## BEGIN STORED DATA
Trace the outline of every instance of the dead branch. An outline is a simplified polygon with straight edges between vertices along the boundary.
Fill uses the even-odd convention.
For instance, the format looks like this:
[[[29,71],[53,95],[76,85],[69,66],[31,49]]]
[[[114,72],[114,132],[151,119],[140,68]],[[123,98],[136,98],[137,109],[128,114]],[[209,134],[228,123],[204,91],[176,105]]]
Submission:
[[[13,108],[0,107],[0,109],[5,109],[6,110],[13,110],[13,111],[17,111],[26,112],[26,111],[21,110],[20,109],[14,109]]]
## END STORED DATA
## BEGIN STORED DATA
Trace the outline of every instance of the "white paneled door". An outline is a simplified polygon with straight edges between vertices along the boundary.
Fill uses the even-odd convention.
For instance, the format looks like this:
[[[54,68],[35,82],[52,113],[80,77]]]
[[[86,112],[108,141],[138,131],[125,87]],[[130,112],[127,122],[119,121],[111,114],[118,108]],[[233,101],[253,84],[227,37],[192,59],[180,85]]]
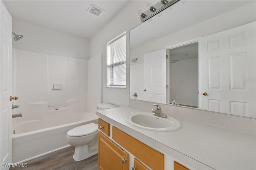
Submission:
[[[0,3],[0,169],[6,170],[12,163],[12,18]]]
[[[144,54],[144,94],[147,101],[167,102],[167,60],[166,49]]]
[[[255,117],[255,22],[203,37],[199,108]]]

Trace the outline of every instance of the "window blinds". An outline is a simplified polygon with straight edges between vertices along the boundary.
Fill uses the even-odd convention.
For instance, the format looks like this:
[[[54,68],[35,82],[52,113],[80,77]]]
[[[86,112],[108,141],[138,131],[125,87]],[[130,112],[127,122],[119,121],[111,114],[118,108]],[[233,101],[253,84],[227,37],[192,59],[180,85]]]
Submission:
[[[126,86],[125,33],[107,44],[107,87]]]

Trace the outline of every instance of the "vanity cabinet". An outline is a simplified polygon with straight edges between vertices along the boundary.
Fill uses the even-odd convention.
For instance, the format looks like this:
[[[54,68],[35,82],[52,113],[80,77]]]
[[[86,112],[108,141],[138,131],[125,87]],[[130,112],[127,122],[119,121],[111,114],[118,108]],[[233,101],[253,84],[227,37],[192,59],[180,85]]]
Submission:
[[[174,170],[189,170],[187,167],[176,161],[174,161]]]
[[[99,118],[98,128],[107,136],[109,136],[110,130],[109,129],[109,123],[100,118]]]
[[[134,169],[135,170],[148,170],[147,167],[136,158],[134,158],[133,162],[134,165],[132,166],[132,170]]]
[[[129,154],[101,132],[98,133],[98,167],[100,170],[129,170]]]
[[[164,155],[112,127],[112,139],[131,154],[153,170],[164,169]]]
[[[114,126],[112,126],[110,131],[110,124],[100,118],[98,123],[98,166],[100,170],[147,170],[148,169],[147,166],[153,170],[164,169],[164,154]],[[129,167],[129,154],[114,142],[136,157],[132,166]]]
## END STORED DATA
## BEGIN STORED DATA
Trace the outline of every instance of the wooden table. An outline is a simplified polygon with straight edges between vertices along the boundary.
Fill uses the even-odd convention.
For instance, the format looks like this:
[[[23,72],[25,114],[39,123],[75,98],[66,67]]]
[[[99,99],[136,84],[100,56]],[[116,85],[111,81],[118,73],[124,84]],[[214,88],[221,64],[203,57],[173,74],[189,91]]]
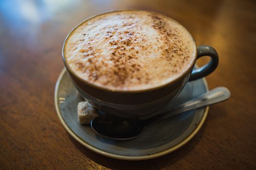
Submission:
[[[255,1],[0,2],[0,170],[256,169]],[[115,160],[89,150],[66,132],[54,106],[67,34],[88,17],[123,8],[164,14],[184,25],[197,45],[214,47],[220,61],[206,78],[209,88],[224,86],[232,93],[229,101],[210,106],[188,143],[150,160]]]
## END STORED DATA
* WRITTEN REQUEST
Please print the lines exactly, starting at the line that contains "Trace the outline of every instance of the wooden" and stopping after the line that contains "[[[23,72],[25,114],[39,123],[75,98],[66,67]]]".

* TASK OUTPUT
Trace the outline of every instance of the wooden table. An outline is a simplified polygon with straight edges between vertices along the boundary.
Fill uses the even-odd convention.
For instance, the format looks like this:
[[[23,72],[25,114],[39,123],[75,98],[66,67]]]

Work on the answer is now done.